Texte –
___

Retraites : les trois points de crispation entre le gouvernement et les syndicats

Le gouvernement doit présenter sa réforme des retraites lundi prochain en Conseil des ministres. La cheffe du gouvernement Elisabeth Borne a laissé entendre que plusieurs mesures (emploi des seniors, pension minimum à 1.200 euros) étaient susceptibles d'évoluer lors des débats parlementaires et des discussions avec les partenaires sociaux. En face, les syndicats interrogés par La Tribune sont déterminés à poursuivre la mobilisation et durcir les actions dans certains secteurs stratégiques.
Grégoire Normand
Les syndicats ont appelé à une nouvelle journée de mobilisation le 31 janvier prochain.
Les syndicats ont appelé à une nouvelle journée de mobilisation le 31 janvier prochain. (Crédits : Reuters)

___

Consigne écrite 1 – Présentez en liste numérotée, sans les lignes vides, les lignes de données qui vont de celle contenant « If you could pick out the blue » jusqu'à la dernière ligne de ces données.

___

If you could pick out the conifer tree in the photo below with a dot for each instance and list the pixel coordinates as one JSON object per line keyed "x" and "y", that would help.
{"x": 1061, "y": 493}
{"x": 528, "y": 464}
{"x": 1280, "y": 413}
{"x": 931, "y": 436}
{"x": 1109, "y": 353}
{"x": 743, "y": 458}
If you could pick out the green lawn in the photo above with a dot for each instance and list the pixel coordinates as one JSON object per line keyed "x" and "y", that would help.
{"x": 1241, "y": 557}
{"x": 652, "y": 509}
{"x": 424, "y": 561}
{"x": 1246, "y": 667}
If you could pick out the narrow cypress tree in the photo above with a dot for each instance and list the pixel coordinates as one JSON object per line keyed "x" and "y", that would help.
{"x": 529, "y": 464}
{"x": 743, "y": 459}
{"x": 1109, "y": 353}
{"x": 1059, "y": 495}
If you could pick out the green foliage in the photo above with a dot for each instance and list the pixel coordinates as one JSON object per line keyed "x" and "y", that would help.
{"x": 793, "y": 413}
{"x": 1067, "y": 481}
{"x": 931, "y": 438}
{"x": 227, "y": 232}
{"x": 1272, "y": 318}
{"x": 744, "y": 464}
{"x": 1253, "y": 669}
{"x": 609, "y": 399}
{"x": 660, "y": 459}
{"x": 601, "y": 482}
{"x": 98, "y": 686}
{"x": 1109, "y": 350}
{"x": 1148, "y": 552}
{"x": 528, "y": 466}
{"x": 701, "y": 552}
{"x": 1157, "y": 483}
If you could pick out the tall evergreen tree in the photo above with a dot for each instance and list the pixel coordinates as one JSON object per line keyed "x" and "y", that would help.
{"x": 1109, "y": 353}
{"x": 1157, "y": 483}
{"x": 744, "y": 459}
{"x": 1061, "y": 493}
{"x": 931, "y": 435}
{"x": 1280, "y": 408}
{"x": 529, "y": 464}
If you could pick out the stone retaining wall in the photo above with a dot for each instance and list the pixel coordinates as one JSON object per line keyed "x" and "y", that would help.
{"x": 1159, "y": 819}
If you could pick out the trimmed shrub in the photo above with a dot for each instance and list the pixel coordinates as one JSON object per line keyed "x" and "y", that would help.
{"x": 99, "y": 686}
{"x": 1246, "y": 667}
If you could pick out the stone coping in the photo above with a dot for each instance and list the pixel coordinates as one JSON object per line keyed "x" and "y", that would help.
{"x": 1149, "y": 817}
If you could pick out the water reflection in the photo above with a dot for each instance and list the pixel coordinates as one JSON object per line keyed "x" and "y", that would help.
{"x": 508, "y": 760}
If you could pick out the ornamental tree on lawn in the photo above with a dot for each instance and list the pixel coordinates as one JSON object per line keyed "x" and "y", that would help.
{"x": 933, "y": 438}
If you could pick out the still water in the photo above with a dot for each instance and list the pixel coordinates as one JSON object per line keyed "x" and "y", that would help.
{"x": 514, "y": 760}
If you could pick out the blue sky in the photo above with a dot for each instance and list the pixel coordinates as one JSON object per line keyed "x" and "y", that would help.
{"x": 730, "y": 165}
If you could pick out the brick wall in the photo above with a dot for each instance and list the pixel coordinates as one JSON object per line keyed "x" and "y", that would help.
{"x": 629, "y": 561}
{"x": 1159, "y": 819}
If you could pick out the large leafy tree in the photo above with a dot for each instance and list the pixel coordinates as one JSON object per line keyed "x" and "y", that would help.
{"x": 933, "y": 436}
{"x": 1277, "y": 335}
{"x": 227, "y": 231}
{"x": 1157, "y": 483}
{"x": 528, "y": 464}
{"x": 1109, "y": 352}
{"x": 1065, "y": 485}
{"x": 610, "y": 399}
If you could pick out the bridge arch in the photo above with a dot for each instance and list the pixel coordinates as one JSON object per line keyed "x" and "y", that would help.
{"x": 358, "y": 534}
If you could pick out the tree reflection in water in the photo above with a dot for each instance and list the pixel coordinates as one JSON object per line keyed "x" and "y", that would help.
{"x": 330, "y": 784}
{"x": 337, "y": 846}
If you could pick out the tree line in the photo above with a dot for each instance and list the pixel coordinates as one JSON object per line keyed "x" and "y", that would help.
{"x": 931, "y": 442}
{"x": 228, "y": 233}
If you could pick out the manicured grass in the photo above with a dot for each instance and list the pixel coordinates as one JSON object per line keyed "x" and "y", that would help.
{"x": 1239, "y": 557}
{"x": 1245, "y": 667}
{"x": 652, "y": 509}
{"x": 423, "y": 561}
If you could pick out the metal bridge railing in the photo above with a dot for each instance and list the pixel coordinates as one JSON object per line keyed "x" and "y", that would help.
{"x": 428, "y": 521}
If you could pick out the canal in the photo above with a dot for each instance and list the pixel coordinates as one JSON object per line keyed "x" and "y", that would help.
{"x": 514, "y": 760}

___

Consigne écrite 2 – Affichez intégralement l'article sur les retraites, sans y changer un mot.

Réponse complète 1 –
1. If you could pick out the blue sky in the photo above with a dot for each instance and list the pixel coordinates as one JSON object per line keyed "x" and "y", that would help.
2. {"x": 730, "y": 165}
3. If you could pick out the brick wall in the photo above with a dot for each instance and list the pixel coordinates as one JSON object per line keyed "x" and "y", that would help.
4. {"x": 629, "y": 561}
5. {"x": 1159, "y": 819}
6. If you could pick out the large leafy tree in the photo above with a dot for each instance and list the pixel coordinates as one JSON object per line keyed "x" and "y", that would help.
7. {"x": 933, "y": 436}
8. {"x": 1277, "y": 335}
9. {"x": 227, "y": 231}
10. {"x": 1157, "y": 483}
11. {"x": 528, "y": 464}
12. {"x": 1109, "y": 352}
13. {"x": 1065, "y": 485}
14. {"x": 610, "y": 399}
15. If you could pick out the bridge arch in the photo above with a dot for each instance and list the pixel coordinates as one JSON object per line keyed "x" and "y", that would help.
16. {"x": 358, "y": 534}
17. If you could pick out the tree reflection in water in the photo above with a dot for each instance and list the pixel coordinates as one JSON object per line keyed "x" and "y", that would help.
18. {"x": 330, "y": 784}
19. {"x": 337, "y": 846}
20. If you could pick out the tree line in the photo above with a dot for each instance and list the pixel coordinates as one JSON object per line keyed "x" and "y", that would help.
21. {"x": 931, "y": 442}
22. {"x": 228, "y": 233}
23. If you could pick out the manicured grass in the photo above with a dot for each instance and list the pixel coordinates as one JSON object per line keyed "x" and "y", that would help.
24. {"x": 1239, "y": 557}
25. {"x": 1245, "y": 667}
26. {"x": 652, "y": 509}
27. {"x": 423, "y": 561}
28. If you could pick out the metal bridge railing in the photo above with a dot for each instance and list the pixel coordinates as one JSON object per line keyed "x" and "y", that would help.
29. {"x": 428, "y": 521}
30. If you could pick out the canal in the photo above with a dot for each instance and list the pixel coordinates as one JSON object per line keyed "x" and "y", that would help.
31. {"x": 514, "y": 760}

Réponse complète 2 –
Retraites : les trois points de crispation entre le gouvernement et les syndicats

Le gouvernement doit présenter sa réforme des retraites lundi prochain en Conseil des ministres. La cheffe du gouvernement Elisabeth Borne a laissé entendre que plusieurs mesures (emploi des seniors, pension minimum à 1.200 euros) étaient susceptibles d'évoluer lors des débats parlementaires et des discussions avec les partenaires sociaux. En face, les syndicats interrogés par La Tribune sont déterminés à poursuivre la mobilisation et durcir les actions dans certains secteurs stratégiques.
Grégoire Normand
Les syndicats ont appelé à une nouvelle journée de mobilisation le 31 janvier prochain.
Les syndicats ont appelé à une nouvelle journée de mobilisation le 31 janvier prochain. (Crédits : Reuters)